# Learning West Matagorda Bay



## wennis1 (Nov 5, 2008)

I have made an executive decision to start fishing West Matagorda Bay. I have never even seen the bay and want to go take a look tomorrow. Any suggestions on how to get in the bay safely? Is the south shoreline on the east end shallow? I normally fish EMB. We will trailer our boat tomorrow morning from Sargent around 8am. I know there is a tournament there but that's the reason for going so late. Is there anything we need to know? Any suggestions are greatly appreciated.


----------



## Smackdaddy53 (Nov 4, 2011)

Lots of bull sharks so watch your stringers, tie them loosely or throw them in an ice chest. Lots of good guts on the south shoreline, several old pipeline trenches out there that make good structure too. There are some good drains near greens/cotton bayou area. Incoming tide should bring in pretty water from the big jetties and the bayou mouths are good on falling tides (of course)
Google earth is your friend


-mac-


----------



## Maybe Someday (Feb 8, 2012)

────────

Task details:
In the West Matagorda Bay thread, from what town does wennis1 plan to trailer the boat, and at about what time?

Data shown:
────────

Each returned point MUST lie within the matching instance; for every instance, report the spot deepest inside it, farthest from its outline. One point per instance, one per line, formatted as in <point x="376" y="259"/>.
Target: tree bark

────────

Solution:
From Sargent, around 8am.